* [TASK GOAL]: Write the next part of the essay on iconoclasm below, picking up after its last sentence.

* [PASSAGE SHOWN]:
In recent days we have been witness to the destruction of ancient statues and museum pieces by the ISIS Army. For most of us it is a sad and hateful thing to watch. The world has called for reprisals and efforts to stop the destruction. Sledgehammers rain down upon carved images that have withstood the assault of centuries of time, but now bow and fall to the blows of a army that sees them as images of a past with which they no longer agree.
This kind of activity is the origin of the word “iconoclast”….”a breaker of icons”. But icons come not only in the form of statues and effigies. They also come in the form of ideas. Most iconoclasts now work in the realm of ideas. They use rhetorical sledgehammers. As reprehensible and affronting destroying ancient museum pieces is, the physicality is what brings it home. The destruction of an idea is not nearly so visibly nauseating.
The destruction of a narrative, an enduring historical script is no different. The visuals are absent, but the deed is as awful and consequential. I would suggest here, that the destruction of a great many of the enduring American values, narratives and scripts starting in the sixties is of equal consequence. I believe that wave of iconoclasm is every bit as vast and fundamental as anything the ISIS Army is doing today.
I believe there is a liberal progressive movement in America today that took a firm foothold in the Sixties and continues its ascension to this day. The Vietnam War brought this reassessment to the fore and subsequent events have fed its progress. The young generation that formed that opposition then and continues to inform it today questioned all values, all authority and all assumptions. From the Founding Fathers to the Pax Americana to American Exceptionalism abroad, all was questioned and much jettisoned. That vision now dominates much of our political thinking on the left, and dominates most college faculties and thus their curricula. It indoctrinates the new young and perpetuates itself therefore.
Business talks of “creative destruction” as a way forward. Hegel says history works that way. Much of the above is thus “natural”. But when it happens in sufficient force and size, it is a sea change, a techtonic shift. And those of us who live in such moments are fiercely affected. Familiar patterns, beliefs and traditions are comforting and stabilizing. Forced outside of them, or to live without them is stressful and anxious. We are in such a moment. Our country reels from the radical new and the unraveling past. We are a country divided. We are a Congress divided. We are a country demographically and age divided. The young, the new immigrants, the new poor, the new people of color all embrace this new “re-vision”. The old, the white, the upper classes seek to preserve the past from whence they came. This is not a new conflict historically, but I would suggest that the speed of events in this modern age, and the swiftness of communication and change through social media has made its impact swift, hard and divisive. The sides are clearly drawn and their differences vividly displayed in word and image.

Natural-language object grounding data:
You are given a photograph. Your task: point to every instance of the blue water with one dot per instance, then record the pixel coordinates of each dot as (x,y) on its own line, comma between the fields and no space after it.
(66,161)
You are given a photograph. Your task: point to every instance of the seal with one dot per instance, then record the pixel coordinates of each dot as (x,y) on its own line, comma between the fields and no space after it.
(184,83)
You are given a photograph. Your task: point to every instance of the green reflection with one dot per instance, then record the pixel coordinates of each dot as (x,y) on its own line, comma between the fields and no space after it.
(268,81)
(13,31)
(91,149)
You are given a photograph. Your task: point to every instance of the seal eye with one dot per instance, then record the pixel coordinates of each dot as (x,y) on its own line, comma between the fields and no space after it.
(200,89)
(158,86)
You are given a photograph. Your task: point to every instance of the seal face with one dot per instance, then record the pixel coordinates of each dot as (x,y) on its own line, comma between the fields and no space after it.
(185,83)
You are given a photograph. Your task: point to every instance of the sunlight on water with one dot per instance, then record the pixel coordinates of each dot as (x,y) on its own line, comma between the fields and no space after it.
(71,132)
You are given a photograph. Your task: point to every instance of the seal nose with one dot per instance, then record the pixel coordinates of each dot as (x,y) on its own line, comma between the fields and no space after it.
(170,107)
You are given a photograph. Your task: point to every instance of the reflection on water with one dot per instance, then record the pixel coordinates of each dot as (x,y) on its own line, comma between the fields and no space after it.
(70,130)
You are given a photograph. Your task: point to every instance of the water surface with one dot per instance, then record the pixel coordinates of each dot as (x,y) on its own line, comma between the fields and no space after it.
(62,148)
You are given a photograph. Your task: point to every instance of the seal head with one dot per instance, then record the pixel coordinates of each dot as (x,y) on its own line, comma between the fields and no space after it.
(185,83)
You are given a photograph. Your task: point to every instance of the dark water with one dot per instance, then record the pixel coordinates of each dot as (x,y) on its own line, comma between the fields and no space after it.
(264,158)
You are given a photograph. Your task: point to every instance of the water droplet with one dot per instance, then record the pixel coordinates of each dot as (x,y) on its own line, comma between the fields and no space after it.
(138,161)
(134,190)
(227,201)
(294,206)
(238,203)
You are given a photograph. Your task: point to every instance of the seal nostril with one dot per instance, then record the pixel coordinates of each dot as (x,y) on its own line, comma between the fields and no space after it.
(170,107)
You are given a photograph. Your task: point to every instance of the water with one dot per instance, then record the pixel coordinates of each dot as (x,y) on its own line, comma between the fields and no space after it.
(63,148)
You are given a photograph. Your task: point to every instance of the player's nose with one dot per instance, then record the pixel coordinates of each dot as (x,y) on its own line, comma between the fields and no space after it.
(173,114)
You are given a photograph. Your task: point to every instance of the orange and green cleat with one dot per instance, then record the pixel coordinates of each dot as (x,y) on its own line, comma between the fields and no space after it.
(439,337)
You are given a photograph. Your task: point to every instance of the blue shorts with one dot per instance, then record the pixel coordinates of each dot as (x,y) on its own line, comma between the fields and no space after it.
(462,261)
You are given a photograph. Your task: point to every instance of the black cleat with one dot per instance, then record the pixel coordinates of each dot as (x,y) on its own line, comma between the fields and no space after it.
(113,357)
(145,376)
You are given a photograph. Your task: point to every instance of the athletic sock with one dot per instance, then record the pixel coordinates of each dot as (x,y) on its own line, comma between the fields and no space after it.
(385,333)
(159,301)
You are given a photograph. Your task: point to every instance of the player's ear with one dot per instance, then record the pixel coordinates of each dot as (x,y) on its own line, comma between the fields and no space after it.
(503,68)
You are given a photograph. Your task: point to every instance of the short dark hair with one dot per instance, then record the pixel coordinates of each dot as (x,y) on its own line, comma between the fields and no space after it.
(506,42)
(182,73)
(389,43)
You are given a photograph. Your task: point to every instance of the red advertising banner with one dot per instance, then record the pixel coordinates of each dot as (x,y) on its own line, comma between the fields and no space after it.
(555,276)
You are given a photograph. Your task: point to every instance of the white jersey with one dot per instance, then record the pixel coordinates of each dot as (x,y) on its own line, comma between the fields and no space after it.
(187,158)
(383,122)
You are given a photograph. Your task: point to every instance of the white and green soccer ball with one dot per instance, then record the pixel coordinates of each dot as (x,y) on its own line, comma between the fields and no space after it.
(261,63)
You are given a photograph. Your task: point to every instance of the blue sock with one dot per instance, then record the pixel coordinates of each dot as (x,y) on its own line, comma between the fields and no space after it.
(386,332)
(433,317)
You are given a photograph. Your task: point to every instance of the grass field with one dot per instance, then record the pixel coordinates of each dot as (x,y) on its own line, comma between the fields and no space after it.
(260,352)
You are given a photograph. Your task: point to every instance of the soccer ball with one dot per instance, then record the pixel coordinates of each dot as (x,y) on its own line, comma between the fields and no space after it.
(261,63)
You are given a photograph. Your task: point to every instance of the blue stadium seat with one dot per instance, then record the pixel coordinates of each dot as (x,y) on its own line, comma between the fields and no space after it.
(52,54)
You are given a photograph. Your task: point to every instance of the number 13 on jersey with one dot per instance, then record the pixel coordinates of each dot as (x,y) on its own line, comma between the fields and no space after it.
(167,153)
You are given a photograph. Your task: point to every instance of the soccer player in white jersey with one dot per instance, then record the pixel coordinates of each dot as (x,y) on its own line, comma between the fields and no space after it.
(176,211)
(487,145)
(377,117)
---
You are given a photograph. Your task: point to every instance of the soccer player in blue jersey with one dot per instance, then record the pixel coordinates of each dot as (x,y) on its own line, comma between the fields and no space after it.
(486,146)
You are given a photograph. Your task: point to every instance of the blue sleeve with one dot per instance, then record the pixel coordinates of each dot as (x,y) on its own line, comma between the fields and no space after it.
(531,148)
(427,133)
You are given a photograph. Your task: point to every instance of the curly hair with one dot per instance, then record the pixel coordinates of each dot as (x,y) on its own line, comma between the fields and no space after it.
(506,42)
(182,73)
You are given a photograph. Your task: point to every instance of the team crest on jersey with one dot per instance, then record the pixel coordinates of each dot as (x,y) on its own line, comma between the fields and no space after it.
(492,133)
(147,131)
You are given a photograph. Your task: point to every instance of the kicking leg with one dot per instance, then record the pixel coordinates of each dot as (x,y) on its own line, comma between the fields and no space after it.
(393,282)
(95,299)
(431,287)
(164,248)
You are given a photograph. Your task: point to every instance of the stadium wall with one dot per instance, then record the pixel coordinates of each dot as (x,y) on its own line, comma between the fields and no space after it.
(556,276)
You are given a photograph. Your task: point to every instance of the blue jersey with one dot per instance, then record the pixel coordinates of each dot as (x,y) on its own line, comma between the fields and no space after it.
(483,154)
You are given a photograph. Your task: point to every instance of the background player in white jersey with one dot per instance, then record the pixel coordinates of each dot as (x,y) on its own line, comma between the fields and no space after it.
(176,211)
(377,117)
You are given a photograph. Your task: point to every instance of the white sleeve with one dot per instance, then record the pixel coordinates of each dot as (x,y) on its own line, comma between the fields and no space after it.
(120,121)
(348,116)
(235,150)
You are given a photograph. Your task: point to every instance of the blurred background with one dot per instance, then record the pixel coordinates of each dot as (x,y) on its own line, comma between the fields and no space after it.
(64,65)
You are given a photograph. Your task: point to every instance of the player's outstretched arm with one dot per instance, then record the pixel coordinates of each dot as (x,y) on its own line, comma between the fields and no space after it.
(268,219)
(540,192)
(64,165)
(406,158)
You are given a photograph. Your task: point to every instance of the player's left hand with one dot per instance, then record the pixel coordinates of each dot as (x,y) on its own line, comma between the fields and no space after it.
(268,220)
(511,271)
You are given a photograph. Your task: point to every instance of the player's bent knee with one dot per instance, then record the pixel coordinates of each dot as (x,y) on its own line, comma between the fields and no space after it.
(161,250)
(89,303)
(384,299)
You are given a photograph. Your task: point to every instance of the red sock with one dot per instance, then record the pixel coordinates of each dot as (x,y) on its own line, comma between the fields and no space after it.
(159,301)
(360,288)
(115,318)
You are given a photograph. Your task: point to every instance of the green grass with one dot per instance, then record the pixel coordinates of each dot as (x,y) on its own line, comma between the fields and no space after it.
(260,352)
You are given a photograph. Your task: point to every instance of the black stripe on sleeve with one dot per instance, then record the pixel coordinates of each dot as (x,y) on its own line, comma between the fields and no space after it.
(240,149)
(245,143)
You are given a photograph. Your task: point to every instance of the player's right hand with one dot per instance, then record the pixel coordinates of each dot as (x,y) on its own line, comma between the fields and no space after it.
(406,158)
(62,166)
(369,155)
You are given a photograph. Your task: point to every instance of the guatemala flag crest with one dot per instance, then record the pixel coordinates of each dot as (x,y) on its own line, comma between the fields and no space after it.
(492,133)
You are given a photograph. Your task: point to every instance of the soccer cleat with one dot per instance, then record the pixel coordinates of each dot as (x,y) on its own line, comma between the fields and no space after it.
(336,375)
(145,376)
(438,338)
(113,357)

* [ANSWER TO THIS EXERCISE]:
We are living, here in America, in a time of “breaking statues”. The sounds, if not the images, of sledgehammers can be heard. The values of old and middle America are dissolving and those who yet want to hold on to them are angry and sad. The divide is wide and the differences loud and often angry. They hate politics and politicians where the fighting fields are displayed daily in the news. They lament the loss of “traditional American values”, self-reliance, small government, family and honesty, historical virtues that are eroding or gone.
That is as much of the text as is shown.